[AVAILABLE DATA]:
/---

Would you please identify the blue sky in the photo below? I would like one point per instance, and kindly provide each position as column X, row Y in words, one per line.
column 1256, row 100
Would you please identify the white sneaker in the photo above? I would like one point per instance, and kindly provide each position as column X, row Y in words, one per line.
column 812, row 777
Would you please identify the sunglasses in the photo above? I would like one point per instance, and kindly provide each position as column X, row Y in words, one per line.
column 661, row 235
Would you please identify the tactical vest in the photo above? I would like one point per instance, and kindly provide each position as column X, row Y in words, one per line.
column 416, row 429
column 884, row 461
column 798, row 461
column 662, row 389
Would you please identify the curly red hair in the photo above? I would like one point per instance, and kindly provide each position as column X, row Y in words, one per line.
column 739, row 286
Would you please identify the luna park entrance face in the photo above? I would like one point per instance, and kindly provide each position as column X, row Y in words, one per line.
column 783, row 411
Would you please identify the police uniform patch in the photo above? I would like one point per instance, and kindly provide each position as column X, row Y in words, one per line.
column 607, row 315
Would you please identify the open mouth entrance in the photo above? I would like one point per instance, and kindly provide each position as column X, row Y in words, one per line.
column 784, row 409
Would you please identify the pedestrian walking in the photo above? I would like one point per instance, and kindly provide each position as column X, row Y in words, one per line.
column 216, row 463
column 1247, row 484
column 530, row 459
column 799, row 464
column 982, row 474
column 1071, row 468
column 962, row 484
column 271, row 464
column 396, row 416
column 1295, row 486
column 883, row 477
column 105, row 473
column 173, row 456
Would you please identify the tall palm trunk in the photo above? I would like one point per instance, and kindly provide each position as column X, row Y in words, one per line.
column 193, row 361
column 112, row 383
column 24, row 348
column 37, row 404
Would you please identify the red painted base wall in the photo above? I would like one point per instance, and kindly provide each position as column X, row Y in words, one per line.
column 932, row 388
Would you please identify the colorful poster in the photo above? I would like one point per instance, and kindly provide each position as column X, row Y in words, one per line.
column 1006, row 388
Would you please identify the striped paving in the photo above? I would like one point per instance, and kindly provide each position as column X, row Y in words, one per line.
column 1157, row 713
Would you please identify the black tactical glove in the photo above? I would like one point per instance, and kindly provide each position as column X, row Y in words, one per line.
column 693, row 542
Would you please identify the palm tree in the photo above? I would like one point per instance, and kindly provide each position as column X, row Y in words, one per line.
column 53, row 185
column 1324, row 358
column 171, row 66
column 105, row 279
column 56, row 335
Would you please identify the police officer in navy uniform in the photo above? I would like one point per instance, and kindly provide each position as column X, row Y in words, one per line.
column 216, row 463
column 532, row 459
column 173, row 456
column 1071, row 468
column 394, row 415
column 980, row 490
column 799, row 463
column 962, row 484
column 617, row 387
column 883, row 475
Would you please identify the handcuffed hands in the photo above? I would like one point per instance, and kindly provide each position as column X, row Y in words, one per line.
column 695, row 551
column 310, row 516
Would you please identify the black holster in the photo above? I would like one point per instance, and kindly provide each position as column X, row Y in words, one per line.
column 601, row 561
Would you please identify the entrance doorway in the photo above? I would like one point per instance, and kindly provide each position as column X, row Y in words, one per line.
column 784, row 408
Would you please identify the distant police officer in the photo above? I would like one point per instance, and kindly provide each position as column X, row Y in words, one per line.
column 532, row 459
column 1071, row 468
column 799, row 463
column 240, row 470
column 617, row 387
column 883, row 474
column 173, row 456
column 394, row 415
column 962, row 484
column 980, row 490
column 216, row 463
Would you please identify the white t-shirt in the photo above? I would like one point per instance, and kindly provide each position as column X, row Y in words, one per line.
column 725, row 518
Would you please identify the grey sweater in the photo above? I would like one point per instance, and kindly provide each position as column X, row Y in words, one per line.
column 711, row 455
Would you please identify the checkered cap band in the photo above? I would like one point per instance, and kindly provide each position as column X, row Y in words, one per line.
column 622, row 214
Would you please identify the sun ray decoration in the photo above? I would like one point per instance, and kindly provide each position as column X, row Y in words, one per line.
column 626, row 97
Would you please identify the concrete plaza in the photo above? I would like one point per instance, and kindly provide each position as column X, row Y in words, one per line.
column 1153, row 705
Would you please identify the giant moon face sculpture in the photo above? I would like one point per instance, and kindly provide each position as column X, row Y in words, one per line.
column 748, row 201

\---
/---

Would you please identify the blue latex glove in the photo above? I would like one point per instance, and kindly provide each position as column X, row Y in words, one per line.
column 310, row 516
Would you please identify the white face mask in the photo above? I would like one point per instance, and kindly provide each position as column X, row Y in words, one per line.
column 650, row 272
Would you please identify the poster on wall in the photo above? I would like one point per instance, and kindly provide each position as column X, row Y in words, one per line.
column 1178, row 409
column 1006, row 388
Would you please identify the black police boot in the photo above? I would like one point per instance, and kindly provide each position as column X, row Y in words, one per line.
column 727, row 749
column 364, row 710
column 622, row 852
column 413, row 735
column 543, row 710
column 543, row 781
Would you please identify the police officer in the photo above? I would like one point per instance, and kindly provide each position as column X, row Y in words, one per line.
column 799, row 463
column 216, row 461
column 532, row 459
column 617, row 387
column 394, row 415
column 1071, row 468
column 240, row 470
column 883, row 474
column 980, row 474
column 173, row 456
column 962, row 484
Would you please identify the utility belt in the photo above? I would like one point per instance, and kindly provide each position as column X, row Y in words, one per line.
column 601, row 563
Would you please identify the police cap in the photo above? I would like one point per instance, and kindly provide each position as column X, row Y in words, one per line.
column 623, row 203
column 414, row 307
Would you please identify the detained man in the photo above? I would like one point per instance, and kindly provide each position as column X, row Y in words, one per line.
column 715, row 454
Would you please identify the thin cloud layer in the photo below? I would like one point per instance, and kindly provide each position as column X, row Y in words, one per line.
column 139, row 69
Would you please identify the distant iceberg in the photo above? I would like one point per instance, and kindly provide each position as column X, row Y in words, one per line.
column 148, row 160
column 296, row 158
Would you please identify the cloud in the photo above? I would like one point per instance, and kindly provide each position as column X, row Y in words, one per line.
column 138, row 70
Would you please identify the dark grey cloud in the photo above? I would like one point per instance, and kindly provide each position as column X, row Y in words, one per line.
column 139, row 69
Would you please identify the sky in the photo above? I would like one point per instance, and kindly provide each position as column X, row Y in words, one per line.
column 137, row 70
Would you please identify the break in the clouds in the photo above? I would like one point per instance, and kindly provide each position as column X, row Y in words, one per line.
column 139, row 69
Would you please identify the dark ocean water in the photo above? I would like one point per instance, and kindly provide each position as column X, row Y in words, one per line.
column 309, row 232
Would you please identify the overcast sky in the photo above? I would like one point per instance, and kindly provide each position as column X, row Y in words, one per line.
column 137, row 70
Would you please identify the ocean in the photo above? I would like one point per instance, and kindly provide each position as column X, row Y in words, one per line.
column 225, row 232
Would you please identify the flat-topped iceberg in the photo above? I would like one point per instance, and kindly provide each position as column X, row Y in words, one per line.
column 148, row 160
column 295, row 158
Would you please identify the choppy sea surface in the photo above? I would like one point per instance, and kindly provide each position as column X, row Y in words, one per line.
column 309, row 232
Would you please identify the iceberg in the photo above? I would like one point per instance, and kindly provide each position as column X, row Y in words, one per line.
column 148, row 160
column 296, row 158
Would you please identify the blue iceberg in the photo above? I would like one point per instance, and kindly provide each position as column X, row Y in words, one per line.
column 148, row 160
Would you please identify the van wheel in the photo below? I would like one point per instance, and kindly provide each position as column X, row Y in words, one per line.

\---

[THE TASK]: Reproduce the material word for word, starting at the line that contains "Would you please identify the blue sky" and ending with the line that contains "column 812, row 777". Include nothing outside those lines.

[THE ANSWER]:
Would you please identify the blue sky in the photo below? I would like one point per instance, and kindly provide each position as column X, row Y in words, one per line.
column 1256, row 100
Would you please identify the white sneaker in the photo above? I would like one point per instance, and kindly provide each position as column X, row Y in words, one per line.
column 812, row 777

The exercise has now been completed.